> [How to complete this task]: Among these entries, how many lines have the string "shown" in them? Only the number is needed.

[Natural-language object grounding data]
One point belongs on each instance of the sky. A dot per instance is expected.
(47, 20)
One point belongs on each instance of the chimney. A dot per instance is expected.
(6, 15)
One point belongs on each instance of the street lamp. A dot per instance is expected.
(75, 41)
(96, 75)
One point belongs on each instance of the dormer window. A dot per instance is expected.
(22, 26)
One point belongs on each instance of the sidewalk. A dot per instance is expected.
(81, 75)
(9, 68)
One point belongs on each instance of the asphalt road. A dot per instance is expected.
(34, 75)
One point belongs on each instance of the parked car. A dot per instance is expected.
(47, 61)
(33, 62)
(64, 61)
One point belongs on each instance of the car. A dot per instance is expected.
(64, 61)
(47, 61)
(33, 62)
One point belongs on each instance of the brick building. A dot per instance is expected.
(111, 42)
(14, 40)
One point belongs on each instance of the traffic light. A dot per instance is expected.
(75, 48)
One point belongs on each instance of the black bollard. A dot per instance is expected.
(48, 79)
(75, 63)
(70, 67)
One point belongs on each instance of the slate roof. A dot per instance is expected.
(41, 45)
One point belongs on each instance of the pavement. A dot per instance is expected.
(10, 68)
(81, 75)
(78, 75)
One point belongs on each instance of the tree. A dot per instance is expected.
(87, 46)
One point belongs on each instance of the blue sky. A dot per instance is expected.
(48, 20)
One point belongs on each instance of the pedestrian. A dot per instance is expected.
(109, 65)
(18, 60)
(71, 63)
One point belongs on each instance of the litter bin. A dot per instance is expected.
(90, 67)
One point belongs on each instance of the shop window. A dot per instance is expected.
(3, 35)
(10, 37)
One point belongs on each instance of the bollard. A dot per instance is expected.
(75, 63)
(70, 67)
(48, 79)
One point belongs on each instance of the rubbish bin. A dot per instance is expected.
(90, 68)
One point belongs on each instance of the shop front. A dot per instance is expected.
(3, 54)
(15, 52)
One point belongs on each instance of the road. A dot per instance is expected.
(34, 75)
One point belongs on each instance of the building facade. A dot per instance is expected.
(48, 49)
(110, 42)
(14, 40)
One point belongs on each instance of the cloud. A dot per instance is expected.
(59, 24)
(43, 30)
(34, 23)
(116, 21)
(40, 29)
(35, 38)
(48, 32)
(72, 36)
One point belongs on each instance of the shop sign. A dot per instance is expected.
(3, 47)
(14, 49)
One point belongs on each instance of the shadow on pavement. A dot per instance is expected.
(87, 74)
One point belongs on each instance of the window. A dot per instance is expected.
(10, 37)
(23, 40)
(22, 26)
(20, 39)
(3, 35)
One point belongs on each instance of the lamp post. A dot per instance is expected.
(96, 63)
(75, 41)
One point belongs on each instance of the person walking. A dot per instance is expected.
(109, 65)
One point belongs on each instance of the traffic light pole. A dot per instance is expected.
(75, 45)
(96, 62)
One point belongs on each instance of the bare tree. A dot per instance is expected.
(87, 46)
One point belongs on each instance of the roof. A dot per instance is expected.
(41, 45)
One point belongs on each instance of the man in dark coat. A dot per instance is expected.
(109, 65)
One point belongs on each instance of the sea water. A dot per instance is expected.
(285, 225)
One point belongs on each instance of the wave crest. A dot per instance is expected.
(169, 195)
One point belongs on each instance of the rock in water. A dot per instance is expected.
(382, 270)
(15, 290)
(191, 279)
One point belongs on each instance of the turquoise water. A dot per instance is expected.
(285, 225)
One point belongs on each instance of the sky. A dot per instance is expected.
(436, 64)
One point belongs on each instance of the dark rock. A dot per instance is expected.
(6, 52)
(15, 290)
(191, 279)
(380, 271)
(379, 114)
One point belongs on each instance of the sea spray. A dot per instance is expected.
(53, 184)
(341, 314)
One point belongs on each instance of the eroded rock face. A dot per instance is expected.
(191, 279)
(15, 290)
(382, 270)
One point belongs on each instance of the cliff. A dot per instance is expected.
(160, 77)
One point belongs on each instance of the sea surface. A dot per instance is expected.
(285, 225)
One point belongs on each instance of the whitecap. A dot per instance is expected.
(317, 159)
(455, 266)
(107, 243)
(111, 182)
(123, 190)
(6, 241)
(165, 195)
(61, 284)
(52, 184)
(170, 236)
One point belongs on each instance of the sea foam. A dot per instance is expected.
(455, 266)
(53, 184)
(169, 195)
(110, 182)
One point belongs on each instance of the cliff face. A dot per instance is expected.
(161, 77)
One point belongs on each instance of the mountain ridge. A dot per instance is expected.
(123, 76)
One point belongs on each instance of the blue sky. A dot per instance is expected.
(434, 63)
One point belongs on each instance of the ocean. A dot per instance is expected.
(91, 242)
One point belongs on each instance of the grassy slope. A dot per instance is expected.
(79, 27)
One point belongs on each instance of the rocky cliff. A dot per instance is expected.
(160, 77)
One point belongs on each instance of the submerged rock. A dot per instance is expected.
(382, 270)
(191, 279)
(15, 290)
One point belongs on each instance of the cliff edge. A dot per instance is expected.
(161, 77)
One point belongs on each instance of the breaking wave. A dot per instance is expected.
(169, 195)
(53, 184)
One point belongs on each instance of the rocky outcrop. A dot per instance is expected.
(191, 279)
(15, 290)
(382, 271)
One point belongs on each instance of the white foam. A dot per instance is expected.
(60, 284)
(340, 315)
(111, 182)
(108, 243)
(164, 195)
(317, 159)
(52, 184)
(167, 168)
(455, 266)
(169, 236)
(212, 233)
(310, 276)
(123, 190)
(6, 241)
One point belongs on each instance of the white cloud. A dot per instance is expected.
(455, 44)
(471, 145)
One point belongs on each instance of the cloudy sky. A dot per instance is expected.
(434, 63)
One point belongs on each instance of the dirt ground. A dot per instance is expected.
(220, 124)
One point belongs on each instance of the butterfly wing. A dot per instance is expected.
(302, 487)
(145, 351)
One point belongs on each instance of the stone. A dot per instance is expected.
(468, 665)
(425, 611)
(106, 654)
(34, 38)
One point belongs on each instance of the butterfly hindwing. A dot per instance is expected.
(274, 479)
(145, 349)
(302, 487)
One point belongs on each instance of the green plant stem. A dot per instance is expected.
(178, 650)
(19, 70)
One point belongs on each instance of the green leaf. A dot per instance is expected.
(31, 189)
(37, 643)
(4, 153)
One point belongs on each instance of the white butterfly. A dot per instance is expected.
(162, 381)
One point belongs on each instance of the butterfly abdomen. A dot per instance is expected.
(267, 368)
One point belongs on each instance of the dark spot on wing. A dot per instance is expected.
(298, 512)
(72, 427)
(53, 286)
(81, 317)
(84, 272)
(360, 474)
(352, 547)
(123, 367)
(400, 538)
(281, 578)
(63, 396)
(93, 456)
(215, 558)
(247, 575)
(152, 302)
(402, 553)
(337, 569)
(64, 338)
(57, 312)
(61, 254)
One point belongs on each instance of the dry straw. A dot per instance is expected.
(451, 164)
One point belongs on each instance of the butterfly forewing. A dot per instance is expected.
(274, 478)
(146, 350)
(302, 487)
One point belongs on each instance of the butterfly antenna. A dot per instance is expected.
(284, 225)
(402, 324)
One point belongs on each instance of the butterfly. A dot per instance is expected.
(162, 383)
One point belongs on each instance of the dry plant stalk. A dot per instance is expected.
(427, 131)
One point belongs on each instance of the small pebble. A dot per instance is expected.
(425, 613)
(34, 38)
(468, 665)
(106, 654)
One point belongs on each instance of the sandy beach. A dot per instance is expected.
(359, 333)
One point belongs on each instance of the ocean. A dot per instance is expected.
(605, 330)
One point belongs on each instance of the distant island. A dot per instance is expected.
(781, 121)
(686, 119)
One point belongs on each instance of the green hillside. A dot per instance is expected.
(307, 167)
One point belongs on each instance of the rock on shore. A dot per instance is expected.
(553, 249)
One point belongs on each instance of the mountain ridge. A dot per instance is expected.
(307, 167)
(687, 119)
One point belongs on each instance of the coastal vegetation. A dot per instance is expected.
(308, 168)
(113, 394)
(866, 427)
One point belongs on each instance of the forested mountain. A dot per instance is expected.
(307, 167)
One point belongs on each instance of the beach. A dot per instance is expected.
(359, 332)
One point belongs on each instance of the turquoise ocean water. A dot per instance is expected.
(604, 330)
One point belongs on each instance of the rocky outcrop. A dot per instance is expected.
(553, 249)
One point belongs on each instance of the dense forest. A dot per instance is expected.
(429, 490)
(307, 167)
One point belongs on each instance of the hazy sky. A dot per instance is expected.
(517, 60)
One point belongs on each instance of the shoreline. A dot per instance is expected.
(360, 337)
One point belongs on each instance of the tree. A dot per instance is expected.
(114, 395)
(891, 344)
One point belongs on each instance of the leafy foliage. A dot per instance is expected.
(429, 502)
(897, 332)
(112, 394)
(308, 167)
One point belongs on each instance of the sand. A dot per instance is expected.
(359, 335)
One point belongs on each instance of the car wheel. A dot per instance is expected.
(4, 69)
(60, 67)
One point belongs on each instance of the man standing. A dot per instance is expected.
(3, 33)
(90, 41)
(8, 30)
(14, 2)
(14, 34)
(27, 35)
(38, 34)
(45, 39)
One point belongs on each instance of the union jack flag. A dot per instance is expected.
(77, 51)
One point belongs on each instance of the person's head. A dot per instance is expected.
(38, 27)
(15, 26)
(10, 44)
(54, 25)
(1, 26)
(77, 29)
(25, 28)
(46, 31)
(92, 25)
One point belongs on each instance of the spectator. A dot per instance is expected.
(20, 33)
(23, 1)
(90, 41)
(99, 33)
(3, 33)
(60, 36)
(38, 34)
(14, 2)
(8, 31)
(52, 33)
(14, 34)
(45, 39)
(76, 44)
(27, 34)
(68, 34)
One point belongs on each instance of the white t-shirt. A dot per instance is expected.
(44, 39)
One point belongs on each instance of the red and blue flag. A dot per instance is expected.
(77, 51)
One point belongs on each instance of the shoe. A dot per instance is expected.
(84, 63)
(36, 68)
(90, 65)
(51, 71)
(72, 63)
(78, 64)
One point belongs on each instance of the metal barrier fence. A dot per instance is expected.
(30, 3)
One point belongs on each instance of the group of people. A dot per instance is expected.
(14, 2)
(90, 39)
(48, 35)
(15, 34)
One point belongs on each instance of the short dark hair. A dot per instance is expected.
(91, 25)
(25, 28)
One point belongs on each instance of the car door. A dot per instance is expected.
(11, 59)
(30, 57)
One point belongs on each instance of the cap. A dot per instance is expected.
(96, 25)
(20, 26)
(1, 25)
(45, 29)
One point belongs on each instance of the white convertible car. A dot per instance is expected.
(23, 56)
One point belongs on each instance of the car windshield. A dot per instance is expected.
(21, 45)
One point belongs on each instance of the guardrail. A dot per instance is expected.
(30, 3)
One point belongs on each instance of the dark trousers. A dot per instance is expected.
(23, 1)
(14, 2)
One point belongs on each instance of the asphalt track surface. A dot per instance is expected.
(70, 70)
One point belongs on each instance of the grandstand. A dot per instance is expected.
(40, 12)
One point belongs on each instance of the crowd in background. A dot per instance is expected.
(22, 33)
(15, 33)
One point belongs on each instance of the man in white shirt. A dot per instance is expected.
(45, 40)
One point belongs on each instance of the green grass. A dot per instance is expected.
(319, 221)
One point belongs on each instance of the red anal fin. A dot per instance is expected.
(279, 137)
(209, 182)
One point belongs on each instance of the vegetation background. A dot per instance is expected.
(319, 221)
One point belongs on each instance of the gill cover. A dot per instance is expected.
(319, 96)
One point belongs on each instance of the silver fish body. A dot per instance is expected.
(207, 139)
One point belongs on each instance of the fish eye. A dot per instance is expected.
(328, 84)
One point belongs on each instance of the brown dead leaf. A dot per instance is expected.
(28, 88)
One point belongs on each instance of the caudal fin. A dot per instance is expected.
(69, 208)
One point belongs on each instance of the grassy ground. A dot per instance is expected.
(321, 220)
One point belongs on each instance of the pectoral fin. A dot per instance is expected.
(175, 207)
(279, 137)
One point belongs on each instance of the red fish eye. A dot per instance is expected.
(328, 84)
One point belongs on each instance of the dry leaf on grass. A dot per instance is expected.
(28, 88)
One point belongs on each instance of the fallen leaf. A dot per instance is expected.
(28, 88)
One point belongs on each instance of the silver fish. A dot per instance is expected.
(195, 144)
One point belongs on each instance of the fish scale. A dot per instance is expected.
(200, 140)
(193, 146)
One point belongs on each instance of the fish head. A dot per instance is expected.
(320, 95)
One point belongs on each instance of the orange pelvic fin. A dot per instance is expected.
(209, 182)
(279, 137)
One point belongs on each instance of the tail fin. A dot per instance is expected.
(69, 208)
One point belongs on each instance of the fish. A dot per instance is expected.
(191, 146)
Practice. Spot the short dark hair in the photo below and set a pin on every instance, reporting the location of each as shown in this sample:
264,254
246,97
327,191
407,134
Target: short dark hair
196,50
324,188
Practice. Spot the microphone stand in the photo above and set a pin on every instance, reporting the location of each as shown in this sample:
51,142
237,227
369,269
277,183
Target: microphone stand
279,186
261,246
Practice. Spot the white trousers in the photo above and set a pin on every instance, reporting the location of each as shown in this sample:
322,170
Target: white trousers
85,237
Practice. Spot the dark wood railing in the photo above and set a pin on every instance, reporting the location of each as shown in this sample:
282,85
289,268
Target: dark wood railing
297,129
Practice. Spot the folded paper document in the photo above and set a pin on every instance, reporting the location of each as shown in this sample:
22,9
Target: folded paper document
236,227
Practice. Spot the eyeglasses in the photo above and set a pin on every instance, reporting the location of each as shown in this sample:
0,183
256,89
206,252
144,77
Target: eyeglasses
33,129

> [Response box]: 6